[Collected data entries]
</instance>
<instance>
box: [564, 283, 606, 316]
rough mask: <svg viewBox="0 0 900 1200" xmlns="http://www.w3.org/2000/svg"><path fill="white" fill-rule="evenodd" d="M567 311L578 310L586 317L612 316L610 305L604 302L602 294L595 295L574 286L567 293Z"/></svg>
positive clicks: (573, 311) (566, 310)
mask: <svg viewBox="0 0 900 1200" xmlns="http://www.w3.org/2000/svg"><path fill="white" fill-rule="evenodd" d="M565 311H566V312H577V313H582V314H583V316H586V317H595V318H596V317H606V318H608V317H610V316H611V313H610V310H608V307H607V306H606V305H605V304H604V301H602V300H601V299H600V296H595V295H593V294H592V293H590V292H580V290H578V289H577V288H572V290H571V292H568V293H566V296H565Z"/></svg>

**Task goal:**
Each of the records should be written out again, exactly as it reads.

**Your response:**
</instance>
<instance>
box: [564, 283, 606, 316]
rough mask: <svg viewBox="0 0 900 1200" xmlns="http://www.w3.org/2000/svg"><path fill="white" fill-rule="evenodd" d="M567 311L578 310L586 317L612 316L610 305L604 302L602 294L595 295L574 286L567 293Z"/></svg>
positive clicks: (573, 311) (566, 310)
mask: <svg viewBox="0 0 900 1200" xmlns="http://www.w3.org/2000/svg"><path fill="white" fill-rule="evenodd" d="M565 311H566V312H577V313H582V314H583V316H586V317H595V318H596V317H606V318H608V317H610V316H611V313H610V310H608V307H607V306H606V305H605V304H604V301H602V300H601V299H600V296H595V295H593V294H592V293H590V292H580V290H578V289H577V288H572V290H571V292H568V293H566V296H565Z"/></svg>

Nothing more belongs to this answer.